*Stored data entries*
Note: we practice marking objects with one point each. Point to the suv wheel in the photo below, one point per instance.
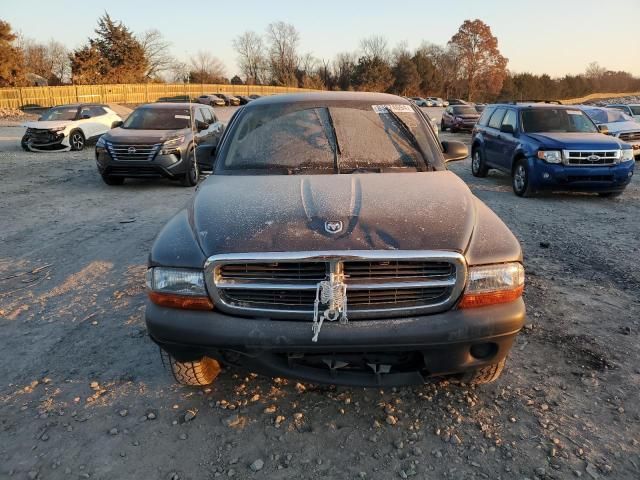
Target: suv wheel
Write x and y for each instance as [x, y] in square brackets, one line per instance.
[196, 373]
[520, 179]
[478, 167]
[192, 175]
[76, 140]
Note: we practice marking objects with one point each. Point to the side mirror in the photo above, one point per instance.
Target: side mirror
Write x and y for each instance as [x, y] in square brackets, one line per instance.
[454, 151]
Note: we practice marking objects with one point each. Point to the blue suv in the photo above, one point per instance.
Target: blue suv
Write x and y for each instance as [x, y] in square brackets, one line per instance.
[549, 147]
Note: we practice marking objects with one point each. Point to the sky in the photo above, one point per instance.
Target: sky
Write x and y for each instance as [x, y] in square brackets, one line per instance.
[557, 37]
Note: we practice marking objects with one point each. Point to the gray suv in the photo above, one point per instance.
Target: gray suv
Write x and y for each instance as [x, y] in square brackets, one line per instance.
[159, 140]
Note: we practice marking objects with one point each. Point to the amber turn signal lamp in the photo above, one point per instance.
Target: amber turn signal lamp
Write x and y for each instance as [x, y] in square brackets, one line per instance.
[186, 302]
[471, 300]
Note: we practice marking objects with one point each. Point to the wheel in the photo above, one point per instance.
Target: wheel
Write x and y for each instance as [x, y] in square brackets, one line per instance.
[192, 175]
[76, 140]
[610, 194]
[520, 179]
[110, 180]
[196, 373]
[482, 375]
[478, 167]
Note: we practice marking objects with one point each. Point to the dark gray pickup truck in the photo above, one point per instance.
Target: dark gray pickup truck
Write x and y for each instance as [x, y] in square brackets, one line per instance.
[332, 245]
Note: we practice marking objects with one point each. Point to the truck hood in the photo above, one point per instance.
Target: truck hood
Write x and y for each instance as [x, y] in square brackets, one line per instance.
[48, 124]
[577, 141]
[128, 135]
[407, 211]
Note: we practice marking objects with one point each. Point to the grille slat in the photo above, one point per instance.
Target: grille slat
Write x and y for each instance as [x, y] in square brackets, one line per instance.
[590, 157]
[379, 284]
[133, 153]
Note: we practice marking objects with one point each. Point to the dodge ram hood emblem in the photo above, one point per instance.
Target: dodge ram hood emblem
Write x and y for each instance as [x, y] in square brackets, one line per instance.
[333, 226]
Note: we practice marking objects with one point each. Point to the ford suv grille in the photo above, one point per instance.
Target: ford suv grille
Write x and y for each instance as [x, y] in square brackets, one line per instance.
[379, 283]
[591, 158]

* * *

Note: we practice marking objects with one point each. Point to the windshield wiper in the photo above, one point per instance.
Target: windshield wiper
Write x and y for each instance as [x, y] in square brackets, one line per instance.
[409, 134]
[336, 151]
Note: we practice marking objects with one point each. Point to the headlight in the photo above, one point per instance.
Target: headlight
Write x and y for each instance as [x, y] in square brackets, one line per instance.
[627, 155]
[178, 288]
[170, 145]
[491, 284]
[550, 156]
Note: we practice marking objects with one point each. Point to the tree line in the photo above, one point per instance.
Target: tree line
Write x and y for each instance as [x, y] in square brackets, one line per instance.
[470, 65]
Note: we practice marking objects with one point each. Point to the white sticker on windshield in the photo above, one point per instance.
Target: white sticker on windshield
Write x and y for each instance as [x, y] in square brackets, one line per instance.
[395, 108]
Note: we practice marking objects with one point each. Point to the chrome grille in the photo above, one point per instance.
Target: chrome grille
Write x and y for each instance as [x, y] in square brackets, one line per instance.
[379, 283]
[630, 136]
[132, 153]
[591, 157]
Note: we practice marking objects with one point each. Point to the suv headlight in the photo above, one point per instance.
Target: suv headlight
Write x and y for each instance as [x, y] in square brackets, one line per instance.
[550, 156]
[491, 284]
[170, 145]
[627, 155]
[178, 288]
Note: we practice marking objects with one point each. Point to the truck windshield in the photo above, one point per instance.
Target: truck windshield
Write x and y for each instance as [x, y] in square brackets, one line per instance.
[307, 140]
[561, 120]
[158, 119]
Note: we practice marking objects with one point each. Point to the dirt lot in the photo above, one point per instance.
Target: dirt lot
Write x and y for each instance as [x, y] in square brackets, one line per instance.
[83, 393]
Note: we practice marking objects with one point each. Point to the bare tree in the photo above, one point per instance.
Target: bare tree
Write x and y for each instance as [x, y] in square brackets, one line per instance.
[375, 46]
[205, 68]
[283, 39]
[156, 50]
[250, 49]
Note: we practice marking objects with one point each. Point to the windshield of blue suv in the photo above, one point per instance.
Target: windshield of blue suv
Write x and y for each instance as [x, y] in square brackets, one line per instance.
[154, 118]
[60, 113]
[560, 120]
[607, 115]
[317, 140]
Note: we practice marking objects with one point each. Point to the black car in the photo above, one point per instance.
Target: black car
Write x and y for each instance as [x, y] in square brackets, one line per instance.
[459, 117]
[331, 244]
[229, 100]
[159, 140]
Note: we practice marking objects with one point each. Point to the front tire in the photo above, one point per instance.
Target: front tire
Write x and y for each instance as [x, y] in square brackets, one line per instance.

*WORK REQUEST*
Reprint exactly the lines above that start at the one with "to the amber" and end at the one with "Target: wheel", keeping both and adding none.

*RESULT OF THIS EXERCISE*
Note: we practice marking objects with one point each. Point to the amber turn signal lamp in the photo above, one point per instance.
Target: amber turn signal lamp
Write x and y for each instance as [x, y] in square brackets, one line per instance.
[186, 302]
[471, 300]
Note: we practice marking objects with one point each. Point to the wheel in the photo above, one point per instance.
Target: wheel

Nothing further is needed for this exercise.